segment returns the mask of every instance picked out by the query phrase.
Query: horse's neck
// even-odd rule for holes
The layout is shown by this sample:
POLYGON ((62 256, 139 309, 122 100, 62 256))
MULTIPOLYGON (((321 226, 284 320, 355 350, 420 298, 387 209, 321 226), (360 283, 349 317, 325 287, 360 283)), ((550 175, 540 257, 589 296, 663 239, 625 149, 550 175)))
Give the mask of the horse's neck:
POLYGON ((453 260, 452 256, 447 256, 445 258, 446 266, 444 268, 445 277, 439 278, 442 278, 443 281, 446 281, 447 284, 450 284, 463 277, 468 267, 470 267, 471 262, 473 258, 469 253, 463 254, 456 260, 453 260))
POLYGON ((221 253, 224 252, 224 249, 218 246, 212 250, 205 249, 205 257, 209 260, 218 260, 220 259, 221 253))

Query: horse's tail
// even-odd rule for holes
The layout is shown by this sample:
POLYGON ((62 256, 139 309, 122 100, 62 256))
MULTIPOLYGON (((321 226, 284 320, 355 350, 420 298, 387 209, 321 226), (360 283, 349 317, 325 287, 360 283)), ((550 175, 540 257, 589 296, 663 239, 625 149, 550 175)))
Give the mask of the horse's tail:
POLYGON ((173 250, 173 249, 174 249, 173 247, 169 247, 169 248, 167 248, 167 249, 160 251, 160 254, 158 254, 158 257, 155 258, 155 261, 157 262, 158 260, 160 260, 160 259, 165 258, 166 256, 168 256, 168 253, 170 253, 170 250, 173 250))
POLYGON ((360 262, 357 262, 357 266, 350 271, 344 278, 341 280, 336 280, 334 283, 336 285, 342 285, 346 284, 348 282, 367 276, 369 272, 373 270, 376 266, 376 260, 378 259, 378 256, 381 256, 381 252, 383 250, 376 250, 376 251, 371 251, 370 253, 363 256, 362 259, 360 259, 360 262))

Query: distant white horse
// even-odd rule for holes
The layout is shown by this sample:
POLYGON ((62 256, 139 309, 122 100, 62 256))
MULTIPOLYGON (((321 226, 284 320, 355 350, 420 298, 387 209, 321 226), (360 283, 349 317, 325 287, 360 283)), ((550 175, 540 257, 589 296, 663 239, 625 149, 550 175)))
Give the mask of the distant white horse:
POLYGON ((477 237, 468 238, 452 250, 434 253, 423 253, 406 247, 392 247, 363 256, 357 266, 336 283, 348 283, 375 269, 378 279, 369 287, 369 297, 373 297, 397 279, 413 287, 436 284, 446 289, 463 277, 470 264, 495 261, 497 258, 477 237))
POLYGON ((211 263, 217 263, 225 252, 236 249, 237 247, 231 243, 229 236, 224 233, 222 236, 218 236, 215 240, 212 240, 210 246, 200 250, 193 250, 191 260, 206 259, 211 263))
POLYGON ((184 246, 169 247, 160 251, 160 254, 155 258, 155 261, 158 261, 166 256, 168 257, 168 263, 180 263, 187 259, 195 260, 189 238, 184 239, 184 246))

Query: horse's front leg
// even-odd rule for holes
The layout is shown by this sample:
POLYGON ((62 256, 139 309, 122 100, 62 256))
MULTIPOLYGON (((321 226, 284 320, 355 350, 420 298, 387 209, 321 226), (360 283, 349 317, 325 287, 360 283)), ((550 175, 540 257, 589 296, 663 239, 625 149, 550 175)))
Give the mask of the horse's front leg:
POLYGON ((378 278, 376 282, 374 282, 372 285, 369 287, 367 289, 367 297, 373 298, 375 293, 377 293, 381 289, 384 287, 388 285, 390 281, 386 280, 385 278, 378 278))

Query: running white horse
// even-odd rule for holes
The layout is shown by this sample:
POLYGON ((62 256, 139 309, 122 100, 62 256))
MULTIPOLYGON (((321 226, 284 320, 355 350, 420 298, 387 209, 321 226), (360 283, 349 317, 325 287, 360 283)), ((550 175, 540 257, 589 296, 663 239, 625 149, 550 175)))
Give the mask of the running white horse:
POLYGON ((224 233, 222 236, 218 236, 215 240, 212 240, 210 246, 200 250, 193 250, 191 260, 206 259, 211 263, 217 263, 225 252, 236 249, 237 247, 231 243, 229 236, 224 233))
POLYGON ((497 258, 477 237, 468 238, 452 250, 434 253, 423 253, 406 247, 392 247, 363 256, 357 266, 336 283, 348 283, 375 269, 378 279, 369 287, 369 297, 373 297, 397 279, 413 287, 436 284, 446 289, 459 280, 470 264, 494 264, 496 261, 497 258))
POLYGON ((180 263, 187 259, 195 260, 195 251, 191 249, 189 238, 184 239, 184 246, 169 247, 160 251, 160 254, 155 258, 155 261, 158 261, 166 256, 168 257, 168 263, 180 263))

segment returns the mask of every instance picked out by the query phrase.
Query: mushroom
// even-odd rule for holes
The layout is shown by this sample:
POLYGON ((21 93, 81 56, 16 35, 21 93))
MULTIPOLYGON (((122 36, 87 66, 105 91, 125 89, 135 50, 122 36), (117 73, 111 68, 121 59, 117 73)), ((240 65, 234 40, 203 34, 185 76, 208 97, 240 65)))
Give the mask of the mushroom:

**WHAT TO DO**
Rewrite all of the data above as a JSON list of strings, with one string for each line and blank lines omitted.

**RIGHT ANSWER**
[
  "segment returns the mask of every instance picked out by the query phrase.",
  "Query: horse's neck",
  "// even-odd rule for holes",
  "The layout is shown by this sample:",
  "POLYGON ((62 256, 139 309, 122 100, 62 256))",
  "MULTIPOLYGON (((321 226, 284 320, 355 350, 420 298, 387 209, 321 226), (360 283, 349 317, 325 287, 360 283)), ((550 175, 540 257, 589 296, 663 239, 625 149, 550 175)))",
  "Give the mask of the horse's neck:",
  "POLYGON ((453 260, 452 256, 447 256, 445 258, 446 266, 444 268, 445 277, 439 278, 442 278, 443 281, 446 281, 447 284, 450 284, 463 277, 468 267, 470 267, 471 262, 473 258, 469 253, 463 254, 456 260, 453 260))",
  "POLYGON ((221 253, 224 252, 224 249, 218 246, 212 250, 205 249, 205 257, 209 260, 218 260, 220 259, 221 253))",
  "Query: horse's tail",
  "// even-odd rule for holes",
  "The layout is shown by this sample:",
  "POLYGON ((62 256, 139 309, 122 100, 62 256))",
  "MULTIPOLYGON (((321 226, 284 320, 355 350, 420 298, 387 209, 321 226), (360 283, 349 317, 325 287, 360 283)), ((550 175, 540 257, 589 296, 663 239, 625 149, 550 175)))",
  "Give the mask of the horse's tail:",
  "POLYGON ((173 250, 173 249, 174 249, 173 247, 169 247, 169 248, 167 248, 167 249, 160 251, 160 254, 158 254, 158 257, 155 258, 155 261, 157 262, 158 260, 160 260, 160 259, 165 258, 166 256, 168 256, 168 253, 170 253, 170 250, 173 250))",
  "POLYGON ((360 262, 357 262, 357 266, 350 271, 344 278, 341 280, 336 280, 334 283, 336 285, 342 285, 346 284, 348 282, 367 276, 369 272, 373 270, 376 266, 376 260, 378 259, 378 256, 381 256, 381 252, 383 250, 376 250, 376 251, 371 251, 370 253, 363 256, 362 259, 360 259, 360 262))",
  "Query: distant white horse",
  "// even-odd rule for holes",
  "The layout is shown by this sample:",
  "POLYGON ((62 256, 139 309, 122 100, 62 256))",
  "MULTIPOLYGON (((321 226, 284 320, 355 350, 420 298, 387 209, 321 226), (360 283, 349 317, 325 287, 360 283)), ((550 175, 540 257, 589 296, 663 239, 625 149, 550 175)))",
  "Give the mask of the distant white horse:",
  "POLYGON ((477 237, 468 238, 452 250, 434 253, 423 253, 406 247, 392 247, 363 256, 357 266, 336 283, 348 283, 375 269, 378 279, 369 287, 369 297, 373 297, 397 279, 413 287, 436 284, 446 289, 463 277, 470 264, 495 261, 497 258, 477 237))",
  "POLYGON ((211 263, 217 263, 225 252, 236 249, 237 247, 231 243, 229 236, 224 233, 222 236, 218 236, 215 240, 212 240, 210 246, 200 250, 193 250, 191 260, 206 259, 211 263))",
  "POLYGON ((184 246, 169 247, 160 251, 160 254, 155 258, 155 261, 158 261, 166 256, 168 257, 168 263, 180 263, 187 259, 195 260, 189 238, 184 239, 184 246))",
  "Query: horse's front leg",
  "// even-odd rule for holes",
  "The layout is shown by this sample:",
  "POLYGON ((62 256, 139 309, 122 100, 62 256))",
  "MULTIPOLYGON (((321 226, 284 320, 355 350, 420 298, 387 209, 321 226), (360 283, 349 317, 325 287, 360 283)), ((550 175, 540 257, 589 296, 663 239, 625 149, 550 175)))",
  "Give the mask of the horse's front leg:",
  "POLYGON ((378 278, 376 282, 374 282, 372 285, 369 287, 367 289, 367 297, 373 298, 375 293, 377 293, 381 289, 384 287, 388 285, 390 281, 386 280, 385 278, 378 278))",
  "Query: running white horse",
  "// even-odd rule for holes",
  "The layout is shown by this sample:",
  "POLYGON ((62 256, 139 309, 122 100, 62 256))",
  "MULTIPOLYGON (((321 226, 284 320, 355 350, 420 298, 387 209, 321 226), (360 283, 349 317, 325 287, 360 283)), ((550 175, 540 257, 589 296, 663 239, 625 149, 550 175)))",
  "Give the mask of the running white horse:",
  "POLYGON ((224 233, 222 236, 218 236, 215 240, 212 240, 210 246, 200 250, 193 250, 191 260, 206 259, 211 263, 217 263, 225 252, 236 249, 237 247, 231 243, 229 236, 224 233))",
  "POLYGON ((497 258, 477 237, 468 238, 452 250, 434 253, 423 253, 406 247, 392 247, 363 256, 357 266, 336 283, 348 283, 375 269, 378 279, 369 287, 369 297, 373 297, 397 279, 413 287, 436 284, 446 289, 459 280, 470 264, 494 264, 496 261, 497 258))",
  "POLYGON ((180 263, 187 259, 195 260, 195 251, 191 249, 189 238, 184 239, 184 246, 169 247, 160 251, 160 254, 155 258, 155 261, 158 261, 166 256, 168 257, 168 263, 180 263))",
  "segment returns the mask of every instance picked out by the query phrase.",
  "Query: mushroom",
  "// even-odd rule for holes",
  "The layout is shown by this sample:",
  "POLYGON ((21 93, 81 56, 16 35, 21 93))",
  "MULTIPOLYGON (((122 36, 87 66, 105 91, 125 89, 135 50, 122 36), (117 73, 111 68, 121 59, 117 73)), ((240 65, 234 40, 203 34, 185 76, 208 97, 240 65)))",
  "Give the mask of the mushroom:"
]